Nein, das trifft nicht zu!

Es handelt sich hier um einen offenen Mangel, der nach § 377 Abs. 1 HGB unverzüglich zu rügen ist. I hat erst drei Wochen nach Ablieferung gerügt und damit ebenfalls verspätet. Damit sind auch seine Gewährleistungsansprüche gegenüber G nach § 377 Abs. 2 HGB erloschen.

6. Auch für die Dauer der Rügefrist spielt das Streckengeschäft keine Rolle.

Nein!

Aufgaben
A - Gib den Abschnitt des Textauszugs zwischen „Nein, das trifft“ und „2 HGB erloschen.“ einschließlich wortgetreu wieder.
B - Gib an, wie viele Zeilen der Einträge die Zeichenfolge „people“ enthalten, wobei Groß- und Kleinschreibung zu beachten ist. Nenne nur die Zahl.

Erfasste Daten

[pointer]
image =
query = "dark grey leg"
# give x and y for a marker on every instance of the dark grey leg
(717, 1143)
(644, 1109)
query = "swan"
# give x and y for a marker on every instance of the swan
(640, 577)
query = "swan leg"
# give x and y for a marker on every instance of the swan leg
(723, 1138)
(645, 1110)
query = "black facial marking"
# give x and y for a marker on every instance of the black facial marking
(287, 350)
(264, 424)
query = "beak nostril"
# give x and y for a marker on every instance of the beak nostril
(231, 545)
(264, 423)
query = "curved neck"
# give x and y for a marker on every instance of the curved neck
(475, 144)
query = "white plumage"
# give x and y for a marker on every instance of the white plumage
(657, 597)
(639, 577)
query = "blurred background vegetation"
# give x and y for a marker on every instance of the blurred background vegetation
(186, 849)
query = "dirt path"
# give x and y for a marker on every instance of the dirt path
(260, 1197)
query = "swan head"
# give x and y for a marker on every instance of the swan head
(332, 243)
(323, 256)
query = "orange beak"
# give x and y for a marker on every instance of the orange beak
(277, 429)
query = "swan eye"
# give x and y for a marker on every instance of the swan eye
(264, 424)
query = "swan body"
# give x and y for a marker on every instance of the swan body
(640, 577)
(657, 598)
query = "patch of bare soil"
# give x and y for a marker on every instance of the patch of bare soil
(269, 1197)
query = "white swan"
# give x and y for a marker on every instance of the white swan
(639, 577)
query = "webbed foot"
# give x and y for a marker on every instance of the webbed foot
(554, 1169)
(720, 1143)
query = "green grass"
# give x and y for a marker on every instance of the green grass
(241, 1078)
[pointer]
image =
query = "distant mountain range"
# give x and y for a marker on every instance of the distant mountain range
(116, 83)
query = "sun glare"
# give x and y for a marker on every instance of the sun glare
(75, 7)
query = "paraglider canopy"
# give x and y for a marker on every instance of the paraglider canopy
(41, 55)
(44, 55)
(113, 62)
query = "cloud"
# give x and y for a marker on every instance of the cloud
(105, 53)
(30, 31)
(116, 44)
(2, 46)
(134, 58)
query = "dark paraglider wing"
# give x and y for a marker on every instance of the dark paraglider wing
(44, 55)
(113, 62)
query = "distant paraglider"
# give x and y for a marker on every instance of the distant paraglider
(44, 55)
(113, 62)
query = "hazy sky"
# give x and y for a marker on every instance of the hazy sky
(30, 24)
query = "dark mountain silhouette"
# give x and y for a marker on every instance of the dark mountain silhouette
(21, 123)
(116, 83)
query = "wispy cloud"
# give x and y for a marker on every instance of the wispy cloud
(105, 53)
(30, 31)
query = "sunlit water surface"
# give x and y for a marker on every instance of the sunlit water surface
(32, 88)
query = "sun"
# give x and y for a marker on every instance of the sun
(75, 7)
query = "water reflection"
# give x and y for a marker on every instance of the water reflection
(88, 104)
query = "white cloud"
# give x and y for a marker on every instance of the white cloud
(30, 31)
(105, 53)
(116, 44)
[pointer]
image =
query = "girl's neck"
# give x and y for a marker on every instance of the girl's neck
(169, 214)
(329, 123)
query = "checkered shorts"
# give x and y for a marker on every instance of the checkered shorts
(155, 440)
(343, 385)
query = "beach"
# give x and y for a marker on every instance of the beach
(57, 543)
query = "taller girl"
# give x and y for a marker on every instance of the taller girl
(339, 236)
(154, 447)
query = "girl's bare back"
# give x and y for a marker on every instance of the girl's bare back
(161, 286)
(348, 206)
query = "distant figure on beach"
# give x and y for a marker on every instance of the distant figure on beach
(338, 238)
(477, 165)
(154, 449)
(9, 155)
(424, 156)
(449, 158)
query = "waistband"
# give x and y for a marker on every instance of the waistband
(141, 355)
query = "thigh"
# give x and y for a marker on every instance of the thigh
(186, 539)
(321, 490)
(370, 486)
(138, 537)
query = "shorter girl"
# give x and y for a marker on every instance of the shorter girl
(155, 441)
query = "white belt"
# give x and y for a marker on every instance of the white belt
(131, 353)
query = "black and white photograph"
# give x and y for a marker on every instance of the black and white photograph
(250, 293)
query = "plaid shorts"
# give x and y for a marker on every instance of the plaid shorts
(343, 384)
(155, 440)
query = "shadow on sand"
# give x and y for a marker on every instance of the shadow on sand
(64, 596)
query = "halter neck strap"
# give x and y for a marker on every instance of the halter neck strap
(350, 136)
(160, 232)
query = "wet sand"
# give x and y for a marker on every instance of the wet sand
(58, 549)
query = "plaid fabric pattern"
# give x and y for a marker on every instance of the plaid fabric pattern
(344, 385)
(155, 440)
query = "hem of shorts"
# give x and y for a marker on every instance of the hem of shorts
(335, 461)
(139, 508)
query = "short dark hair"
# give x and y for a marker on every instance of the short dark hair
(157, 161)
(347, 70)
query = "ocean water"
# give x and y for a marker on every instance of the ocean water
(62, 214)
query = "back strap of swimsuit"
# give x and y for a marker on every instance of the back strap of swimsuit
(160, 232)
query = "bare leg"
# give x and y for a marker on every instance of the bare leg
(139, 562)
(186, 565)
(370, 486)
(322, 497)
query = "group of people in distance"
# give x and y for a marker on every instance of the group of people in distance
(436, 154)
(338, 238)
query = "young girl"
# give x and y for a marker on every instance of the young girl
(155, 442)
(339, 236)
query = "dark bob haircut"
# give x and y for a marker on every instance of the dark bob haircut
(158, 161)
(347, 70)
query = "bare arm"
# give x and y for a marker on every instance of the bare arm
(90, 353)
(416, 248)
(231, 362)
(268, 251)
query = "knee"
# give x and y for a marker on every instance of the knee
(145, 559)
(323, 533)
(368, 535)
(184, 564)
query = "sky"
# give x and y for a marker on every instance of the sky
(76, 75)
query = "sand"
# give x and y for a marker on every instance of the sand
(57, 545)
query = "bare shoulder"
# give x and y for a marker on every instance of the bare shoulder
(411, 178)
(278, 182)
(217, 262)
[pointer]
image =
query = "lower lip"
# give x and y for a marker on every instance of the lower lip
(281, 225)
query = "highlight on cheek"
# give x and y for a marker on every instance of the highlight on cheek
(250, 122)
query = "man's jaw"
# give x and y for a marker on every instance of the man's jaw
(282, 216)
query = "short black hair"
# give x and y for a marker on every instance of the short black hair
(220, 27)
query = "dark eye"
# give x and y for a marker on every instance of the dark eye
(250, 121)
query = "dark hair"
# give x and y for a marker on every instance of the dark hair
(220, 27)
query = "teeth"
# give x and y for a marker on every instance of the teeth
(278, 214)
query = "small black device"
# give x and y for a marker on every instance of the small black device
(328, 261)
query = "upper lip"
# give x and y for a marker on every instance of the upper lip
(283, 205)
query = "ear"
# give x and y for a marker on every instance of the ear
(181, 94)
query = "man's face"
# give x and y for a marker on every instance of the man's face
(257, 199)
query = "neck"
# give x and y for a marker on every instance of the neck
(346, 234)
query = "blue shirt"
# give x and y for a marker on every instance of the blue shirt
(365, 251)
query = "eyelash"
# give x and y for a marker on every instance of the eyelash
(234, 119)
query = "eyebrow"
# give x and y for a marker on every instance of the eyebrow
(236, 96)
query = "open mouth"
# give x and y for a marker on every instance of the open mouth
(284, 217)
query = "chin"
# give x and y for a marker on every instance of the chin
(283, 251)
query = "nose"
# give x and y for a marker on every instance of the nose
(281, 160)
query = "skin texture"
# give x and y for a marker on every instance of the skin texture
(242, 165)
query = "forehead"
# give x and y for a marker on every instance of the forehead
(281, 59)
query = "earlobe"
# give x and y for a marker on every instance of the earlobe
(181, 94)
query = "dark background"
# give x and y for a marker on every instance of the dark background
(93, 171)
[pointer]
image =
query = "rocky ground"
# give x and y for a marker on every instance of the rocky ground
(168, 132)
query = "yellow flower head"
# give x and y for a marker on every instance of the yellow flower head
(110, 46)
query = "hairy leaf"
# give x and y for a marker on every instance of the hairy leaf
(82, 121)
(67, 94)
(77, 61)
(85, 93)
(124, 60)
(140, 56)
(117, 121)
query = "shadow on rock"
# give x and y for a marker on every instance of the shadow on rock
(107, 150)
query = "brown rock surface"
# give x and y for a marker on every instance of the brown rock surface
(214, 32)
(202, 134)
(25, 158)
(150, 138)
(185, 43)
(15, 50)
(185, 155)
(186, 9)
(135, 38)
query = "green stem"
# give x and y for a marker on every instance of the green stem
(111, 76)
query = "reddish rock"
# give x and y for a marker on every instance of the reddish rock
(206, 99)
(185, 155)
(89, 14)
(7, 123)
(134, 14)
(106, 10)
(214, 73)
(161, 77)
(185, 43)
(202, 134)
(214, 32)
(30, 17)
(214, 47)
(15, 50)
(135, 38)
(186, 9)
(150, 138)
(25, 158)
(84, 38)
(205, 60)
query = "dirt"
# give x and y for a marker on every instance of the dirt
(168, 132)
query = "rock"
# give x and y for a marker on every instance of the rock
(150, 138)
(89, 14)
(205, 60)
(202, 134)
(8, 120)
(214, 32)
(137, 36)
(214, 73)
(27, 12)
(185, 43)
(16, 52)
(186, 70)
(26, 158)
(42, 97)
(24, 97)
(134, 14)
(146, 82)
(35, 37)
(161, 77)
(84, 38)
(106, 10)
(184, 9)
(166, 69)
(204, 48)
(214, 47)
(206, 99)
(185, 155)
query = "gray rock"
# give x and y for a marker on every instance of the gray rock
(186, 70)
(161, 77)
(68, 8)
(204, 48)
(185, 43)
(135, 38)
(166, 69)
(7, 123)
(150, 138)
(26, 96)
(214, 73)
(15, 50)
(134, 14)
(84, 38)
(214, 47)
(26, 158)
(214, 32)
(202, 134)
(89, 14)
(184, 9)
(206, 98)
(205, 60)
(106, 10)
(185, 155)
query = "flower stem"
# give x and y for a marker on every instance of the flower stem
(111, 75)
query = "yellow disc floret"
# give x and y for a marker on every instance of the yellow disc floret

Antworten
A -
Nein, das trifft nicht zu!

Es handelt sich hier um einen offenen Mangel, der nach § 377 Abs. 1 HGB unverzüglich zu rügen ist. I hat erst drei Wochen nach Ablieferung gerügt und damit ebenfalls verspätet. Damit sind auch seine Gewährleistungsansprüche gegenüber G nach § 377 Abs. 2 HGB erloschen.

B - 2